[Excerpt to read — start]

Dr. Julie Hasson, assistant professor and school administration program director in the Department of Leadership and Educational Studies, has authored her second book, Pause, Ponder, and Persist in the Classroom: How Teachers Turn Challenges into Opportunities. It was released on June 14, 2023, by Routledge.
“Teaching is full of challenges, and the way teachers respond to those challenges can light them up or burn them out,” noted Hasson. “This book provides strategies to help teachers stay longer, grow stronger, and keep making an impact.”
After spending a year with impactful educators, Hasson identified the strategies these educators use to stay longer, grow stronger, and keep making an impact. These powerful strategies were synthesized into a three-step framework of pausing, pondering, and persisting:
- First, teachers pause before reacting to an unexpected challenge, then they can intentionally choose a response.
- Next, they suspend assumptions and approach the challenge from a place of curiosity.
- Finally, they persist in this dance of patient inquiry and thoughtful responses in a way that leads to greater satisfaction for teachers and better outcomes for students.
“The former students I interviewed often shared stories about the ways teachers took a challenge in the classroom and turned it into an opportunity to impact their lives. I set out to understand and illuminate how teachers do that.”

[Excerpt to read — finish]

### What is being asked
Does each statement agree with the book announcement? Answer yes or no for each and quote the deciding words from the announcement.
1. Routledge released the book in 2023.
2. The strategies were synthesized into a four-step framework.
3. In the second step, teachers approach the challenge from a place of curiosity.
The data have nothing to do with what is asked here.

[The data — start]

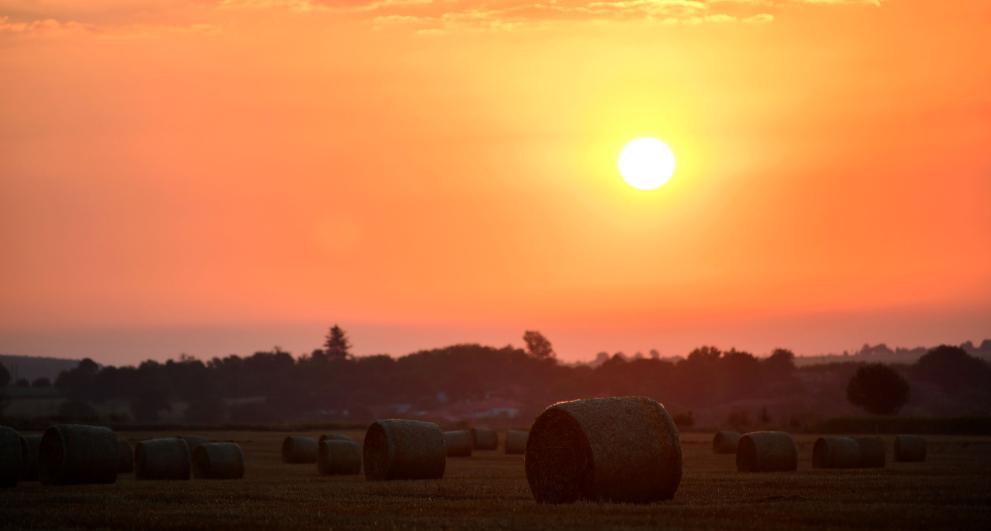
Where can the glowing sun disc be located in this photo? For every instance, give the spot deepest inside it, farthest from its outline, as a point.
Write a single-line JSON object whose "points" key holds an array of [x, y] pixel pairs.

[The data — finish]

### Finished exercise
1. Yes: "It was released on June 14, 2023, by Routledge."
2. No: "a three-step framework of pausing, pondering, and persisting"
3. Yes: "Next, they suspend assumptions and approach the challenge from a place of curiosity."